_Stated goal_: Please sum up the passage on the album's chart performance in two sentences.

_Provided passage_:

Commercially, the album experienced moderate success in Japan. It debuted at number six on the Daily Oricon Albums Chart, marking it the fifth highest debut entry on October 18. The following day, it stayed in the same position. The record further stayed in the top ten for the following five days and, based on these statistics, it opened at number eight on the weekly chart, accumulating 10,026 sales. It fell outside the top 50 the following week, one of the biggest drops between October 26 to November 2. At the end of October, Oricon ranked the album at number 39 with claimed sales of 11,493 copies.

_Provided material_:
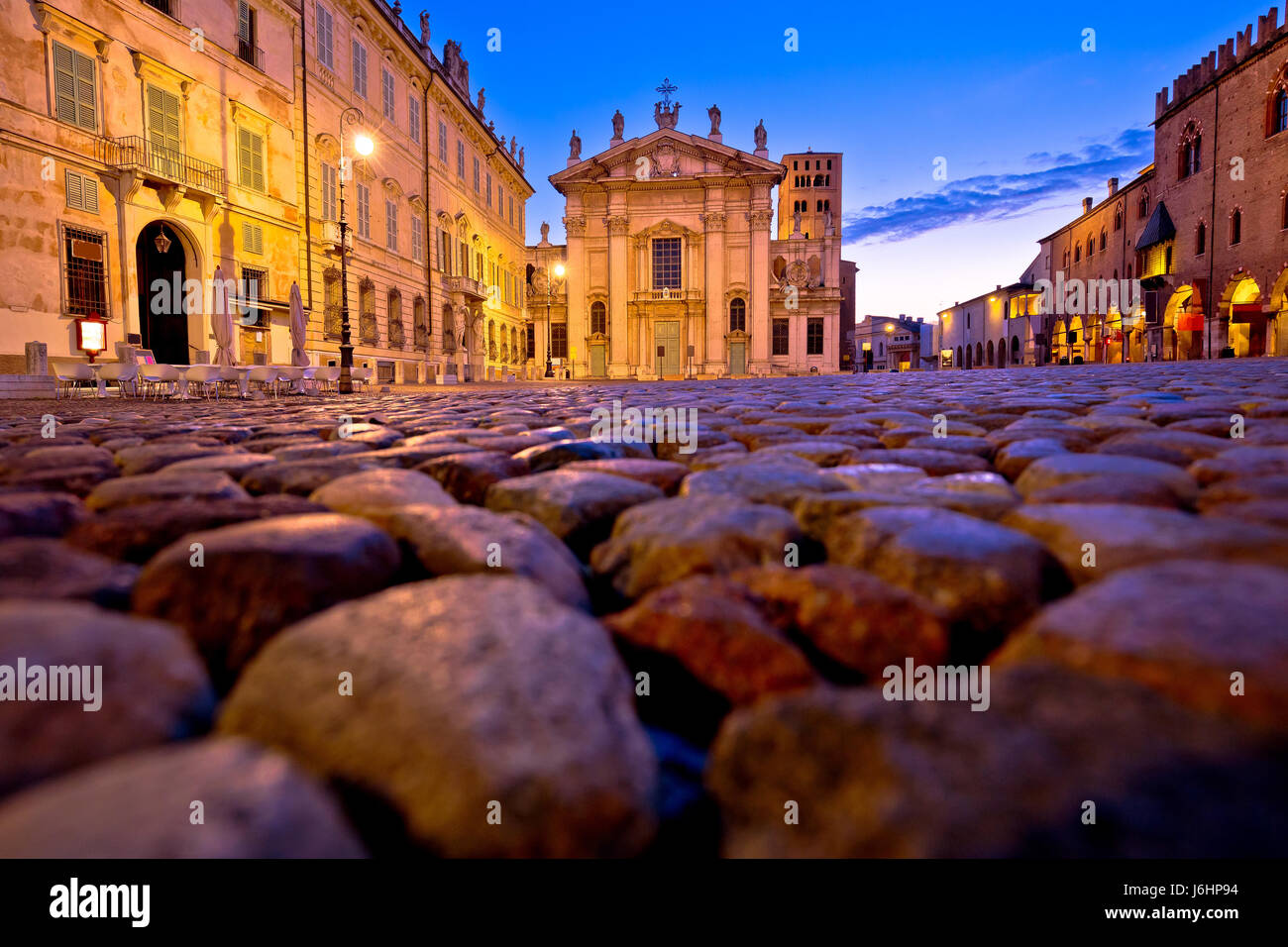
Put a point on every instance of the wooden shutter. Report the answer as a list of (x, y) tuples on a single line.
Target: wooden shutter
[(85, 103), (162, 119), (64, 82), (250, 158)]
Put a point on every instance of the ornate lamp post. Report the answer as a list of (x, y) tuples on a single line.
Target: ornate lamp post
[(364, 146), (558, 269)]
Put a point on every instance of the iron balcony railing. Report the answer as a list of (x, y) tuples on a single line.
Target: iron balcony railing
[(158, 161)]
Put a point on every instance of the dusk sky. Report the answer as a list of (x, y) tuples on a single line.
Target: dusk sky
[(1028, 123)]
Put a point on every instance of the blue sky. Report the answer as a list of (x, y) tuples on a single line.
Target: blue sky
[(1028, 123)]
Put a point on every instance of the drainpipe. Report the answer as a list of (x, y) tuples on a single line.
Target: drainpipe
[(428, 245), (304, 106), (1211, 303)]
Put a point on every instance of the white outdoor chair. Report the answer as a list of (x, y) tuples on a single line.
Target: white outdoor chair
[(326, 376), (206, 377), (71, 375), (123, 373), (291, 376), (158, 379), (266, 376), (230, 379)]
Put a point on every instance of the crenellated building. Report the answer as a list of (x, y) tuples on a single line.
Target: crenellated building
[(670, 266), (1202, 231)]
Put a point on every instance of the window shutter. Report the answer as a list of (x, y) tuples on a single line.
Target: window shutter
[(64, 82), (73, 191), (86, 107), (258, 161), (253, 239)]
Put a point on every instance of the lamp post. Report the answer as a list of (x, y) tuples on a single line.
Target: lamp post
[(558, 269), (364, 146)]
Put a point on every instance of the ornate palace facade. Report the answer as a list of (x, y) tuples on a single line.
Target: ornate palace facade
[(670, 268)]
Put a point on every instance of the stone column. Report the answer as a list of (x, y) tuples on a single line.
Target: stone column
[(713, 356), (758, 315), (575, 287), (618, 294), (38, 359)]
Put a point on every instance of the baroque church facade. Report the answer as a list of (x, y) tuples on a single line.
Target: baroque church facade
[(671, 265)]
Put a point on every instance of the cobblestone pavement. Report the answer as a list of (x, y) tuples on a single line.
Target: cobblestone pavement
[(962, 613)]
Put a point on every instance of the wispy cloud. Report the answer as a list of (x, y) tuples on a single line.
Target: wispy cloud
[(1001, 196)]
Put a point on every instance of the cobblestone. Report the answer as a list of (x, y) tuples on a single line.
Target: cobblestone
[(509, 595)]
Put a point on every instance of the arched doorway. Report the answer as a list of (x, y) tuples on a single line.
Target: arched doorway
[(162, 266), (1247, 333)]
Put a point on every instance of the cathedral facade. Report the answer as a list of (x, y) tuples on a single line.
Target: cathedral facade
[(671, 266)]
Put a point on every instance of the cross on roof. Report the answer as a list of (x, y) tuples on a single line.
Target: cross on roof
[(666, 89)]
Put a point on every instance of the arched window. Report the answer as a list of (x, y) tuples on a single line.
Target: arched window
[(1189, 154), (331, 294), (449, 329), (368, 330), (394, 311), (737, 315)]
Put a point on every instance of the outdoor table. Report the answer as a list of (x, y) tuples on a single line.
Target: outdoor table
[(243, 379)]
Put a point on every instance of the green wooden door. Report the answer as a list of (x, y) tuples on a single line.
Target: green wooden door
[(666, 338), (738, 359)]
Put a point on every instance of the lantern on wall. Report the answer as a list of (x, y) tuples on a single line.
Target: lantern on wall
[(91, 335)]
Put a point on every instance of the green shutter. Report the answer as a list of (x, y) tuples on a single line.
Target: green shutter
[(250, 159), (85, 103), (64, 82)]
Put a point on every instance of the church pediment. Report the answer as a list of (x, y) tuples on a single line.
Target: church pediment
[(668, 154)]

_Correct answer_: The album had moderate commercial success in Japan, debuting at number six on the Daily Oricon Albums Chart and opening at number eight on the weekly chart with 10,026 sales. It fell outside the top 50 the following week, and at the end of October Oricon ranked it at number 39 with claimed sales of 11,493 copies.